Text under study START

From ET Realty
HYDERABAD: Mall owners across the country are increasingly tightening the noose on non-performing brands as the Indian retail sector, which is weighed down by dearth of quality space, attempts to accommodate large international brands that were seeking an Indian entry.
Mall owners are now resorting to evict slumping brands, squeezing store size to accommodate more shops and also lowering the lease tenures to lift footfalls and revenues. The e-commerce boom has also led mall developers to reimagine and enhance the ‘offline’ shopping and mall-going experience of customers.
“Malls are not performing as they performed five years ago. Mall developers are now opting for 3 + 3 years lease terms in many cases for vanilla stores as they may want to reinvent the mall to keep with the changing environment,” says Neeraj Duggal, MD and CEO, Light House, a Bengaluru-headquartered mall management company.
Earlier, the lease term was, on an average, of nine years. DLF Place, Saket, has recently asked Black Soul, a jeans brand, to evict as they could not generate enough footfalls. Hypercity at Inorbit, Hyderabad, was asked to squeeze its size by nearly a sixth from 1 lakh sqft to 84,000 sq ft to accommodate more stores.
“If the retailers are not performing, they would not be able to provide what the customers are looking for and also it won’t be helping the footfall of the mall. Resultantly, it affects the revenue share of the mall,” said Benu Sehgal, senior vice president (mall management) at DLF Place, Saket.

Text under study END
Records shown START

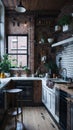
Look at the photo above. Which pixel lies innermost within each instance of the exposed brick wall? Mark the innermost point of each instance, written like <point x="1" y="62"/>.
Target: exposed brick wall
<point x="66" y="52"/>
<point x="21" y="29"/>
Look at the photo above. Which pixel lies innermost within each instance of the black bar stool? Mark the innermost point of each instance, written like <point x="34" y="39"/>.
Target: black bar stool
<point x="15" y="107"/>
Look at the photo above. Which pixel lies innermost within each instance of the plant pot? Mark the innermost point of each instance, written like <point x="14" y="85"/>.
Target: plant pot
<point x="65" y="28"/>
<point x="7" y="74"/>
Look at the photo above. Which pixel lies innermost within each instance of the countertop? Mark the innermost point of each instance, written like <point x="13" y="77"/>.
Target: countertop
<point x="4" y="81"/>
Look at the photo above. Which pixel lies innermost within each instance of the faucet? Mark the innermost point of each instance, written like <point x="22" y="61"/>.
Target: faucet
<point x="64" y="73"/>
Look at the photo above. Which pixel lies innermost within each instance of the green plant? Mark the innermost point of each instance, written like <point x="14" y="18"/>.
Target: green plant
<point x="64" y="20"/>
<point x="26" y="69"/>
<point x="5" y="64"/>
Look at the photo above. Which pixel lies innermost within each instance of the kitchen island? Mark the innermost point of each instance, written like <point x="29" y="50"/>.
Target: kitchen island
<point x="37" y="92"/>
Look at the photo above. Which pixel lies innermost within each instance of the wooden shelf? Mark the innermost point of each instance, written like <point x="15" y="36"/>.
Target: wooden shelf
<point x="68" y="40"/>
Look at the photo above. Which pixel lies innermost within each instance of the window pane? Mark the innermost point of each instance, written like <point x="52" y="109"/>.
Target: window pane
<point x="22" y="60"/>
<point x="17" y="50"/>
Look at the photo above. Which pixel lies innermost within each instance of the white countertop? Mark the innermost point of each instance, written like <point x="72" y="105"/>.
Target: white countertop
<point x="4" y="81"/>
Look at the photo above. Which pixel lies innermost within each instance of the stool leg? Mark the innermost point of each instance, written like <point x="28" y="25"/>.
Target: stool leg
<point x="15" y="123"/>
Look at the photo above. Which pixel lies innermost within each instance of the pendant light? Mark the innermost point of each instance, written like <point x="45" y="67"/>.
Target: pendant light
<point x="20" y="8"/>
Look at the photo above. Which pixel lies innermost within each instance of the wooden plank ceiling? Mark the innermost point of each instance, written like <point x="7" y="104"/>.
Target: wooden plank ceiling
<point x="35" y="5"/>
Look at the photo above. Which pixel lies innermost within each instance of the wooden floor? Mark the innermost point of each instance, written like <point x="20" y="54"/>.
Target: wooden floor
<point x="34" y="118"/>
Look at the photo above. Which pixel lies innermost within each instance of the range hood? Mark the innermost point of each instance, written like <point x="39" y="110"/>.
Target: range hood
<point x="68" y="40"/>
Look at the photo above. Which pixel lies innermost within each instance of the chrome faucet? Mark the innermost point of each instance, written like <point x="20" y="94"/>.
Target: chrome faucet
<point x="64" y="73"/>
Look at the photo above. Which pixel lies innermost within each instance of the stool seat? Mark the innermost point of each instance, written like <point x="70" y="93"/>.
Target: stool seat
<point x="15" y="110"/>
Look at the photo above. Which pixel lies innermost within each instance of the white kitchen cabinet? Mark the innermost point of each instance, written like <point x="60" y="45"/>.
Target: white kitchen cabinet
<point x="44" y="95"/>
<point x="48" y="98"/>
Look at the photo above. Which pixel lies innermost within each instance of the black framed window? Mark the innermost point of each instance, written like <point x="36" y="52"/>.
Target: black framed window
<point x="17" y="50"/>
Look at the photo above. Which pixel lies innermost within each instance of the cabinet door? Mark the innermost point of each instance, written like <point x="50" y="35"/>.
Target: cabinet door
<point x="49" y="100"/>
<point x="37" y="91"/>
<point x="44" y="95"/>
<point x="2" y="111"/>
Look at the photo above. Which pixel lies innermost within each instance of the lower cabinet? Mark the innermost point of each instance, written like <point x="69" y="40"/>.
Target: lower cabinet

Records shown END

**What you are asked to do**
In the article on mall owners and non-performing brands, to what size was Hypercity at Inorbit, Hyderabad, asked to shrink its store?

**Solution to the exercise**
From 1 lakh sq ft to 84,000 sq ft.